"""

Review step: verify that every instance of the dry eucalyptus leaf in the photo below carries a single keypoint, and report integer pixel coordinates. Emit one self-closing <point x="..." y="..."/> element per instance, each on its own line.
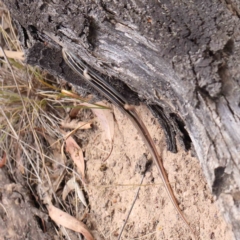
<point x="68" y="221"/>
<point x="73" y="185"/>
<point x="76" y="154"/>
<point x="75" y="124"/>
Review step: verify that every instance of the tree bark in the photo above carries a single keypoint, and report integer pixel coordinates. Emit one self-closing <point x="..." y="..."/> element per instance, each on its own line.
<point x="181" y="57"/>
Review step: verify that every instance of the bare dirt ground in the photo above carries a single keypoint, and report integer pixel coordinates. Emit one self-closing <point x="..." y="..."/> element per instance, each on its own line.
<point x="113" y="184"/>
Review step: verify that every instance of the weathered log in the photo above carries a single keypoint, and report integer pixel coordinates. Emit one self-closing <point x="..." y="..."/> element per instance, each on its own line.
<point x="182" y="57"/>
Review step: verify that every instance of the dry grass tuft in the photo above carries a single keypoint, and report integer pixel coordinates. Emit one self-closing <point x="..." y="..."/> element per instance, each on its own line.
<point x="33" y="106"/>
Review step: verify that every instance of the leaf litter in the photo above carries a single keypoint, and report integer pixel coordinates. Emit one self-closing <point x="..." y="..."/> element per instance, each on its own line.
<point x="37" y="161"/>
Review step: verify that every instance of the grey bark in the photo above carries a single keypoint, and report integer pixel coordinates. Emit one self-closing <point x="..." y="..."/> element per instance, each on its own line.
<point x="181" y="56"/>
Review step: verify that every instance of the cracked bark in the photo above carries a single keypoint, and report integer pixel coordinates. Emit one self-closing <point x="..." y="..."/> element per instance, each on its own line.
<point x="180" y="56"/>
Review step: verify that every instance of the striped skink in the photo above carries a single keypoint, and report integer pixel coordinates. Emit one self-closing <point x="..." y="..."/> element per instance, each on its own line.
<point x="97" y="82"/>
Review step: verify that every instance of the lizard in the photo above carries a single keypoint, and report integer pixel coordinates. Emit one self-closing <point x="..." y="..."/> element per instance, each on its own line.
<point x="97" y="82"/>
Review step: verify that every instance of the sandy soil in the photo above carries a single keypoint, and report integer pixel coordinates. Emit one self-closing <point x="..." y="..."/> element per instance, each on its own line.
<point x="113" y="184"/>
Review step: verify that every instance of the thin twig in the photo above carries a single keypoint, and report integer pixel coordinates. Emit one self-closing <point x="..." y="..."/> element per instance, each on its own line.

"""

§ What to work on:
All lines from the one containing "Review step: verify that every instance of the grey" through the final line of the listing above are to be reproduced exactly; include both and add nothing.

§ Response for this exercise:
Review step: verify that every instance of the grey bark in the photo above carries a single keypoint, and report integer pixel coordinates. Emit one self-closing <point x="..." y="..."/> element per instance, each on its own line.
<point x="181" y="56"/>
Review step: verify that every instance of the cracked bark in the photo above carries a single keypoint, and report integer pixel coordinates. Emit one self-closing <point x="..." y="..."/> element per instance, each on its own line.
<point x="180" y="56"/>
Review step: verify that every instance of the striped skink in the photo above carries a single keypoint, and report integer pixel coordinates. Emit one self-closing <point x="..." y="..."/> element per instance, each on its own line.
<point x="97" y="82"/>
Review step: verify that every instance of the lizard in the photo above carries a single keypoint, and report integer pixel coordinates. Emit one self-closing <point x="..." y="..."/> element per instance, each on its own line.
<point x="97" y="82"/>
Review step: verify that every instance of the sandy soil in the photo above carries a single keypoint, and report integer pixel coordinates. Emit one self-closing <point x="..." y="..."/> element per instance, each on its own line.
<point x="113" y="184"/>
Review step: verify that every instance of the thin twig in the photo above carries a single keypoint, and report integer pixel coordinates. Emit one self-closing <point x="..." y="..."/> element per instance, each on its own line.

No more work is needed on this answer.